Start at the top and transcribe every record through the final line exactly.

━━━

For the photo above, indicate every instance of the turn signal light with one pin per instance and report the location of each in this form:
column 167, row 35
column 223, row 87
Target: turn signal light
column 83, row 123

━━━

● **RESULT OF THIS EXERCISE**
For the photo above, indicate every instance of the turn signal light with one pin per instance and report the location of each in this form:
column 167, row 35
column 223, row 87
Target: turn signal light
column 83, row 123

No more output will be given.